Water Closet for June 29, 2018

  A huge white oak, Quercus alba, in Middleton, one-tenth a mile from the Ipswich River, still stands after four centuries.  For over 16 human generations, surrounded by people who liked to cut down this valuable oak species for ships, barrel staves, and house timbers, owners protected it.  Before that the Naumkeags and the Agawams may have used it as a source of food.  Acorn flour especially from white oaks was an important part of their diet.  The Indians and the Colonists are gone.  The venerable giant, long a town symbol, is now owned by Eric Svenson, Sean DiPietro and their families.  Their lot line, 39 and 41 Peabody Street, passes through or close to the tree.  Both Svenson and DiPietro have expressed an interest in protecting their tree to the Middleton Historical Commission.  Last week the commission had tree climber-arborist Keith Stromski from Byfield and his men remove most of its dead branches.  The Middleton Electric Light Department’s Manager Cloutier has agreed to remove two heavy dead limbs over the street near his lines.

The Curtis Oak, sometimes called “Warren Evans Oak,” on Peabody Street, Middleton. Photo was taken June 2018 after an arborist and his crew pruned most of the dead limbs from it. – Susan Hathaway photo

     Stromski gave the Historical Commission a slice from the base of a 16-inch diameter branch that went down during one of the March blizzards when so many trees fell or were damaged.  Its surface was sanded smooth to remove the saw marks thus making its annual rings more clearly seen.  The smooth surface was then wetted with a wax ester called jojoba squeezed from the nuts of a desert plant by that name.  Water or linseed oil could have been used.  The narrow rings, less than a millimeter thick, were then more easily counted using a magnifying glass.  In the 8-inch radius of the 20-foot up-the-tree branch 310 (plus or minus 10) years were counted.  About 1708, not long after the Witch Trials, this branch began as a bud on the main trunk.  We are glad the misguided Puritans at the time didn’t use this as their hanging tree.  One of their victims, John Willard, a good farmer, lived just up road.

Arthur Curtis on left with cat, Joseph Reed with dog, and Ernest Curtis right circa late 1950s posing under the Curtis Oak. Brothers Arthur and Earnest protected this old white oak gracing their farm on Peabody Street, Middleton. Its age is estimated to be over four centuries. – Courtesy Warren Evans

    This venerable old oak was the named The Curtis Oak after the Curtis family, farmers who owned the oak in the late 19th and 20th centuries.  Some later called it “Warrens’ Oak” after Warren Evans, the Curtis brothers’ drover and all round hired hand, who famously gave hayrides with his teams of horses in Middleton last century.  Evans hauled logs to the Curtis water-powered sawmill nearby until the mill was burned by vandals in 1972.  Evans, team, and owners Arthur and Ernest Curtis, were photographed in the shade of the oak.  Friend of the Stream Team Carl Close, who worked for the Curtis brothers as a boy, remembers resting in its shade.

WRITTEN REQUEST A:
In the Curtis Oak passage, swap "hayrides" for "sleigh rides" and write out everything from "This venerable old" down to "in its shade." again.
The listing here has no connection to the Curtis Oak passage.

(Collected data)

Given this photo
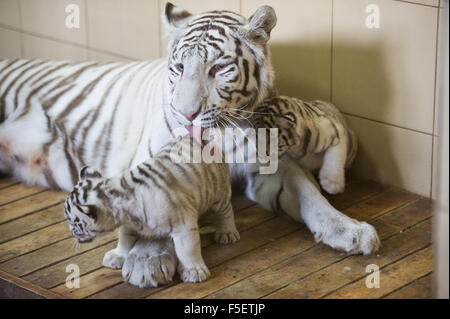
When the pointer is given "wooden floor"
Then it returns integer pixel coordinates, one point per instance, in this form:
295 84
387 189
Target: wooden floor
276 258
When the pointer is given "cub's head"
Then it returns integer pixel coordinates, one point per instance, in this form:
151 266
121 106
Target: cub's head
84 210
219 65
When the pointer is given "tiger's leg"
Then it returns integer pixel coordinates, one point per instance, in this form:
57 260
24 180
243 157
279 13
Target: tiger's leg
226 232
332 172
150 263
191 266
115 258
291 191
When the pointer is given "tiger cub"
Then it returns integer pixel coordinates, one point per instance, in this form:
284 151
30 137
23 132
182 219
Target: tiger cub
311 129
158 198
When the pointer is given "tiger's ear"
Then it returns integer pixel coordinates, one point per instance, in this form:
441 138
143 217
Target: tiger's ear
89 172
259 25
175 18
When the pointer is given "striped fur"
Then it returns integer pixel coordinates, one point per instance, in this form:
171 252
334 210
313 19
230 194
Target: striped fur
308 129
87 113
158 198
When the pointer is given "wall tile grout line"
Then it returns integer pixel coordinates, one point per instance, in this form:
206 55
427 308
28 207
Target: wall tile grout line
86 14
386 123
42 36
433 144
22 47
419 4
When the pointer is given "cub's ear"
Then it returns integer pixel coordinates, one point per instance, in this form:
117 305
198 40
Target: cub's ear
287 121
89 172
175 18
91 212
259 25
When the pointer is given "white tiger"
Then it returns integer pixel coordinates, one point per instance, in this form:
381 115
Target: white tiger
157 198
113 116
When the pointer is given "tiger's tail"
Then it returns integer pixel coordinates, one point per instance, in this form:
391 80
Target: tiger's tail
352 148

WRITTEN REQUEST B:
Please identify each line of the listing that contains the string "striped" and copy those lines.

FINISHED ANSWER A:
This venerable old oak was the named The Curtis Oak after the Curtis family, farmers who owned the oak in the late 19th and 20th centuries.  Some later called it “Warrens’ Oak” after Warren Evans, the Curtis brothers’ drover and all round hired hand, who famously gave sleigh rides with his teams of horses in Middleton last century.  Evans hauled logs to the Curtis water-powered sawmill nearby until the mill was burned by vandals in 1972.  Evans, team, and owners Arthur and Ernest Curtis, were photographed in the shade of the oak.  Friend of the Stream Team Carl Close, who worked for the Curtis brothers as a boy, remembers resting in its shade.

FINISHED ANSWER B:
When the pointer is given "striped fur"
Target: striped fur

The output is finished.